When Robert Mugabe was deposed last year, he had ruled Zimbabwe for nearly four decades. So just how do dictators and authoritarians stay in power for so long? In Radio 4's Analysis, James Tilley, a professor of politics at Oxford University, finds out what's in the dictators' survival guide. How do they control ordinary people and stop revolts? How do they stop rivals from taking over? And how do they manipulate apparently democratic procedures like elections to secure their rule?

Here, Professor James Tilley shares the complementary strategies dictators often use...

Robert Mugabe - Former Prime Minister of Zimbabwe

Late in 2017 the news was dominated by the forced resignation of Robert Mugabe, the longstanding ruler of Zimbabwe. Most of the coverage focused on why he was forced out, but there was less attention paid to the reasons why he had clung on to power for 37 years.

About half of all countries are ruled by someone who is not democratically elected: people we might call dictators. The answer to why so many of these leaders stay in power for so long is that most have a series of complementary strategies - a "dictator's survival guide" - that over time entrench their rule.

=======

| Work to do |
A: Answer these questions from the passage about how dictators stay in power, one line each:
(i) How many years had Robert Mugabe held power when he was forced out?
(ii) What share of all countries are ruled by someone who is not democratically elected?
(iii) What subject does James Tilley teach at Oxford University?
B: Decide whether each statement agrees with the passage about how dictators stay in power. Answer yes or no, and quote the words that decide it:
(i) James Tilley is a professor of history at Oxford University.
(ii) Most coverage of Mugabe's exit focused on why he was forced out.
(iii) Mugabe's forced resignation came early in 2017.
C: Repeat a section of the passage about how dictators stay in power word for word. Begin at the words "When Robert Mugabe" and stop after "for 37 years.".

Data entries:
=======

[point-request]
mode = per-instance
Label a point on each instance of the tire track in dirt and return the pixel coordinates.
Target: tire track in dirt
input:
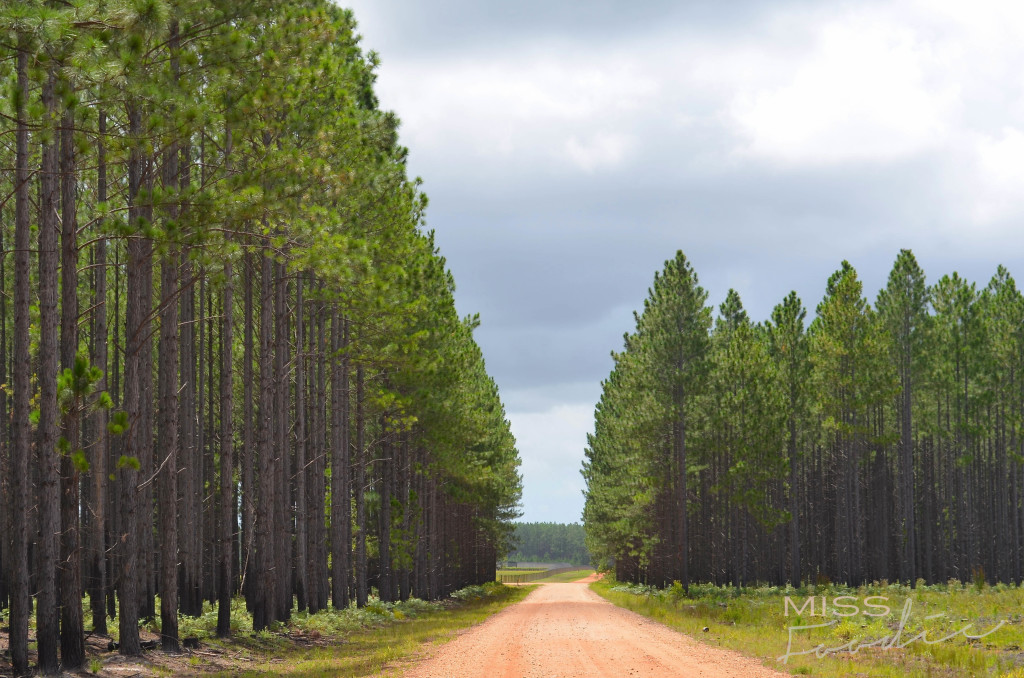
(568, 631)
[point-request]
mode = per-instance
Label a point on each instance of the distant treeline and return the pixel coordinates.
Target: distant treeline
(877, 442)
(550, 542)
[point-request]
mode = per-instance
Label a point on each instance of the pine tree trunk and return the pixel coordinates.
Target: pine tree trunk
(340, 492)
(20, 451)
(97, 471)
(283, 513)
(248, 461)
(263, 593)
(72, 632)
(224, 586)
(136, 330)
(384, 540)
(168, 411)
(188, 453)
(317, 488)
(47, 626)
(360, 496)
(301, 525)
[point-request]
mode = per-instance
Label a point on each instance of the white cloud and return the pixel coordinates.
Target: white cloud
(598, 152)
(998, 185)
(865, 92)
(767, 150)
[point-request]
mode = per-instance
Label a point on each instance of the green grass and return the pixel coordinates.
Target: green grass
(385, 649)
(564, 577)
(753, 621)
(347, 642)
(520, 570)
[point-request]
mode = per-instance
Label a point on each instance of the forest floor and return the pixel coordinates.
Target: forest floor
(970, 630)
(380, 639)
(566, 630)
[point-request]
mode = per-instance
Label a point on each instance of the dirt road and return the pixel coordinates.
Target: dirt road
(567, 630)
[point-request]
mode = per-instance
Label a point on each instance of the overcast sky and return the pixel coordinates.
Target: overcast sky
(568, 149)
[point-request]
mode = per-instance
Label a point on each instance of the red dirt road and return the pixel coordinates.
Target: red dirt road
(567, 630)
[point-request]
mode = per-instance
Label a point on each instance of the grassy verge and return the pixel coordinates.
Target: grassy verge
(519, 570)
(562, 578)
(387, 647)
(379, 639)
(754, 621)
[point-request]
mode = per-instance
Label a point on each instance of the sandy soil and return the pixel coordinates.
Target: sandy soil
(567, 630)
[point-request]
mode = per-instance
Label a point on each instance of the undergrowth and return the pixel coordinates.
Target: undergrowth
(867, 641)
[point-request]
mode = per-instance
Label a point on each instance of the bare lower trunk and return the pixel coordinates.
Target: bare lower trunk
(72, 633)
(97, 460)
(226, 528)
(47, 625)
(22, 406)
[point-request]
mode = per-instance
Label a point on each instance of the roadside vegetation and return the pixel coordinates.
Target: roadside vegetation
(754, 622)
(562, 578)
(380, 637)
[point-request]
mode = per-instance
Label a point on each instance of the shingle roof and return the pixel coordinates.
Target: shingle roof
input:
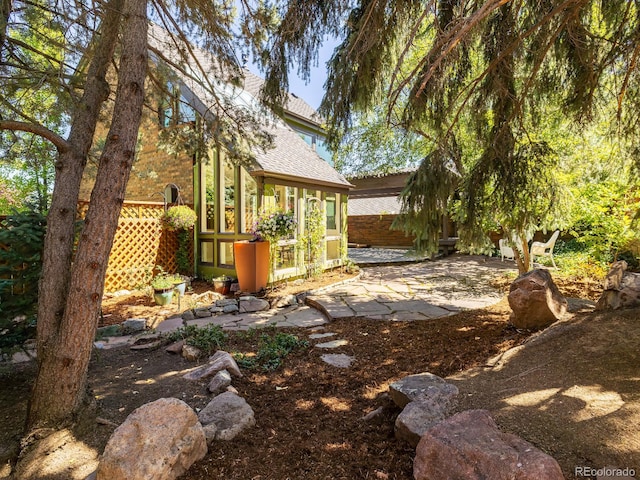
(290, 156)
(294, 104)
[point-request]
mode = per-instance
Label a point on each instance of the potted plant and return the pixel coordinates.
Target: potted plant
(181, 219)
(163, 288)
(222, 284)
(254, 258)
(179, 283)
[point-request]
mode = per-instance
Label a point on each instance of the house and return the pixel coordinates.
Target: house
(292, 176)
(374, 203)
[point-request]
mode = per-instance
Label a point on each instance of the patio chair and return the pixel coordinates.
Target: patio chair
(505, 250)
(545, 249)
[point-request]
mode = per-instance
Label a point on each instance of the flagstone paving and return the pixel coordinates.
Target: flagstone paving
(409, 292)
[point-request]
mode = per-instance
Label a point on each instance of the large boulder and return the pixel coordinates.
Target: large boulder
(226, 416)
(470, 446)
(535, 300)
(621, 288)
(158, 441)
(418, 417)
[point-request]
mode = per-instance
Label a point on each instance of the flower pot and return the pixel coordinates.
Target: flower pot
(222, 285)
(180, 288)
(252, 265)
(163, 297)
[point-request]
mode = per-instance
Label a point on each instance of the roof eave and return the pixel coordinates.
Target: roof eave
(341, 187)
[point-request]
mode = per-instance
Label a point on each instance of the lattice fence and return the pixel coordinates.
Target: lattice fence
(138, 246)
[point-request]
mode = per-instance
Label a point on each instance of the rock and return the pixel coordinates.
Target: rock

=======

| Answer list |
A:
(i) 37 years
(ii) About half
(iii) Politics

B:
(i) No: "a professor of politics at Oxford University"
(ii) Yes: "Most of the coverage focused on why he was forced out"
(iii) No: "Late in 2017 the news was dominated by the forced resignation of Robert Mugabe"

C:
When Robert Mugabe was deposed last year, he had ruled Zimbabwe for nearly four decades. So just how do dictators and authoritarians stay in power for so long? In Radio 4's Analysis, James Tilley, a professor of politics at Oxford University, finds out what's in the dictators' survival guide. How do they control ordinary people and stop revolts? How do they stop rivals from taking over? And how do they manipulate apparently democratic procedures like elections to secure their rule?

Here, Professor James Tilley shares the complementary strategies dictators often use...

Robert Mugabe - Former Prime Minister of Zimbabwe

Late in 2017 the news was dominated by the forced resignation of Robert Mugabe, the longstanding ruler of Zimbabwe. Most of the coverage focused on why he was forced out, but there was less attention paid to the reasons why he had clung on to power for 37 years.